## Instructions for the task
Find every line in the records below that holds the word "soccer", and copy each one.

Source records START

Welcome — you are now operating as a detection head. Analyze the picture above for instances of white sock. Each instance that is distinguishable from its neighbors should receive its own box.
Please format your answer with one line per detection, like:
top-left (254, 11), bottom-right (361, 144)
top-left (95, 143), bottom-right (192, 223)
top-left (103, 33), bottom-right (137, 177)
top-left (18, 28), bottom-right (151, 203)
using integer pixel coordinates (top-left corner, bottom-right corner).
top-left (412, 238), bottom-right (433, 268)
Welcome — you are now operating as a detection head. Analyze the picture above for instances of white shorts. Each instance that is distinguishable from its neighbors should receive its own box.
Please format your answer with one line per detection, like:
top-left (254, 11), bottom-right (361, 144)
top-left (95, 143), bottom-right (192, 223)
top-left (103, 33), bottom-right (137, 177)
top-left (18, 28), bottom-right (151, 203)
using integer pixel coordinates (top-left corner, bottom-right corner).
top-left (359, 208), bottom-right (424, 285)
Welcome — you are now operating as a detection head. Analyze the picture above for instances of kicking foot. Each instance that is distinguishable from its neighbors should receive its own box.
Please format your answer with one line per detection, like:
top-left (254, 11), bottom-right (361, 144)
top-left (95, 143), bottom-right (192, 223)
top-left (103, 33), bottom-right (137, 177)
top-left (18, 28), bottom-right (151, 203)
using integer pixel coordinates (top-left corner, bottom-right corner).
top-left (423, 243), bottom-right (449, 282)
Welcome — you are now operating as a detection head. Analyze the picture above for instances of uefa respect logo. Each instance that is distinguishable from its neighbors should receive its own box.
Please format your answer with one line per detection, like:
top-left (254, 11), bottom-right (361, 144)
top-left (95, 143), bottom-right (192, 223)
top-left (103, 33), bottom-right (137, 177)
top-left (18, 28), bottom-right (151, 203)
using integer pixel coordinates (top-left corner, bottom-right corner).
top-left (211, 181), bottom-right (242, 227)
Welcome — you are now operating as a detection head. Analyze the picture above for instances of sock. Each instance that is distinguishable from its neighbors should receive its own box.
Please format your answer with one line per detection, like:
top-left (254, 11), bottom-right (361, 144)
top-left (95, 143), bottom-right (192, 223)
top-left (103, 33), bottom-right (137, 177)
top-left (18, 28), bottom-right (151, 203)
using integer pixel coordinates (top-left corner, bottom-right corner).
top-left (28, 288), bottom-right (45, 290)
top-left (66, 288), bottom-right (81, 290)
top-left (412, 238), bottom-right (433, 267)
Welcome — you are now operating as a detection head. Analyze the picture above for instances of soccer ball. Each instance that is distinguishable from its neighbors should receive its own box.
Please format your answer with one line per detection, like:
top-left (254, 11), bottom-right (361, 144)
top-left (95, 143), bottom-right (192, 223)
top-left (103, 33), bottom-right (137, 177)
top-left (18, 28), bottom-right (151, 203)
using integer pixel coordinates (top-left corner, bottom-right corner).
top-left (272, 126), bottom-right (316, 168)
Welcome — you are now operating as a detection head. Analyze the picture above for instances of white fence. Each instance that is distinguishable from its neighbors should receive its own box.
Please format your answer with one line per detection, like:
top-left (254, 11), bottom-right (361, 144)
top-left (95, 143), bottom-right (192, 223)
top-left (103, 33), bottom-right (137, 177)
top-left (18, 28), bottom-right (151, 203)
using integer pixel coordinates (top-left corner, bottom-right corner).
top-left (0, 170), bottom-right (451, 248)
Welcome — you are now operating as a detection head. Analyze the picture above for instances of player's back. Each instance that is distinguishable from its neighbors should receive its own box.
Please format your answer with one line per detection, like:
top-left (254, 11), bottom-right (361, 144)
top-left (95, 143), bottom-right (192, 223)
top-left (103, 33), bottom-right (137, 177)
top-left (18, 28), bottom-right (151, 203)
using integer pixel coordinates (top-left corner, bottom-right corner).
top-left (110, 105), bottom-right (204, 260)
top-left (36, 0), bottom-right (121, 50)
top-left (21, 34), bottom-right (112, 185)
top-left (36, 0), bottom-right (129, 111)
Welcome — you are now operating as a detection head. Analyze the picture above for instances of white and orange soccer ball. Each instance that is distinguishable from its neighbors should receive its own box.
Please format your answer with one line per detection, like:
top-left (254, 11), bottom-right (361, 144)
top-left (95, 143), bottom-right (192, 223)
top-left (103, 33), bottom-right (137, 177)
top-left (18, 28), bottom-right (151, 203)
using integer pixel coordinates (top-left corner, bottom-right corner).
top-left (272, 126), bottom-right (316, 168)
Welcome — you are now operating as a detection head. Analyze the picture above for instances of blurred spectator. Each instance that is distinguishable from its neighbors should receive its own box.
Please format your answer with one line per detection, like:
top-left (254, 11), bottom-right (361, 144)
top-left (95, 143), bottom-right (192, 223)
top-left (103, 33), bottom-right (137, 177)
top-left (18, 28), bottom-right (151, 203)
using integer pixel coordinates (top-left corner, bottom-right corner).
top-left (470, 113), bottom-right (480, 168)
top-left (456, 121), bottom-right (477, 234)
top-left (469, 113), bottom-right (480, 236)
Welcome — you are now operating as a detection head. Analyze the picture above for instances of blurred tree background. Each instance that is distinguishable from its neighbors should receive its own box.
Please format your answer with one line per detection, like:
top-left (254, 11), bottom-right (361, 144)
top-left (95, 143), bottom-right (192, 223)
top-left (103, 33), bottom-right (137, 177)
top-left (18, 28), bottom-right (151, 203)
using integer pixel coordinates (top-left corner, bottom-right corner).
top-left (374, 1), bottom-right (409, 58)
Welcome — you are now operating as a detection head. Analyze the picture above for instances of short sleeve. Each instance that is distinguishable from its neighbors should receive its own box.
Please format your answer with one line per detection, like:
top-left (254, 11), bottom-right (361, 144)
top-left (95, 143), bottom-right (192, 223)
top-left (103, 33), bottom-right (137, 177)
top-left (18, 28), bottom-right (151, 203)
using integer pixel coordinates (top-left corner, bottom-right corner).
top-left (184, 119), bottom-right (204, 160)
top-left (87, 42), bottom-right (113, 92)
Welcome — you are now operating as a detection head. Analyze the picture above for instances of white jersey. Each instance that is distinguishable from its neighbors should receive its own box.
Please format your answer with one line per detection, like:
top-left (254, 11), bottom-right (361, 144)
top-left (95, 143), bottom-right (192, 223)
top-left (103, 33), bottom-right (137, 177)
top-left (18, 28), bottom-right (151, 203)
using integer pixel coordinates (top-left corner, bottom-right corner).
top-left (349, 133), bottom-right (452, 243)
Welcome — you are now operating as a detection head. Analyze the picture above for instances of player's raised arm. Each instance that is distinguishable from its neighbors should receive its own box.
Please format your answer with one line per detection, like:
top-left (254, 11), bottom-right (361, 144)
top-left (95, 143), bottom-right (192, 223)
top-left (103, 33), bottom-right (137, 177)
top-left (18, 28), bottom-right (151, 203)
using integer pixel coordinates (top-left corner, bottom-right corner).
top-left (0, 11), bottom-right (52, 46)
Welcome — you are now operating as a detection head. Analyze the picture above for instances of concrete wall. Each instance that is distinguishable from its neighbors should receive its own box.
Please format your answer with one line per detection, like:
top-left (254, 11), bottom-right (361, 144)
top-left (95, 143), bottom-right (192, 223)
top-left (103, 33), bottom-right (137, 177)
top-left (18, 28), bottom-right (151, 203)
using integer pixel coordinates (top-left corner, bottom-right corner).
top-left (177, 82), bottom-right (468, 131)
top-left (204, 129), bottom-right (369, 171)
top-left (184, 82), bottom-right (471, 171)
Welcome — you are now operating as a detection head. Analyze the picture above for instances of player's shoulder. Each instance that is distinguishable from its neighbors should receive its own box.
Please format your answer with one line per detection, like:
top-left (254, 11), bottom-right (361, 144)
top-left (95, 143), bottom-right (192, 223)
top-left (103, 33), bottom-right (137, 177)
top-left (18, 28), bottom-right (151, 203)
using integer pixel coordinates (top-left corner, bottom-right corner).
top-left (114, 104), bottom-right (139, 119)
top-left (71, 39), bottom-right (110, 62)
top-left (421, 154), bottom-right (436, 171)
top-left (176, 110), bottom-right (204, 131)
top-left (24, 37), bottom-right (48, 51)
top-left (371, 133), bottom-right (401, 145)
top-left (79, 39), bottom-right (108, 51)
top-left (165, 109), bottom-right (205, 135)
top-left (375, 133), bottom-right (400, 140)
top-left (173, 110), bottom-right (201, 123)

Source records END

## Task answer
Welcome — you are now operating as a detection head. Analyze the picture above for instances of soccer ball. Each instance that is distinguishable from its neighbors should receive its own box.
Welcome — you are now operating as a detection head. Analyze the picture above for instances of white and orange soccer ball. Each instance that is distinguishable from its neighbors should receive its own box.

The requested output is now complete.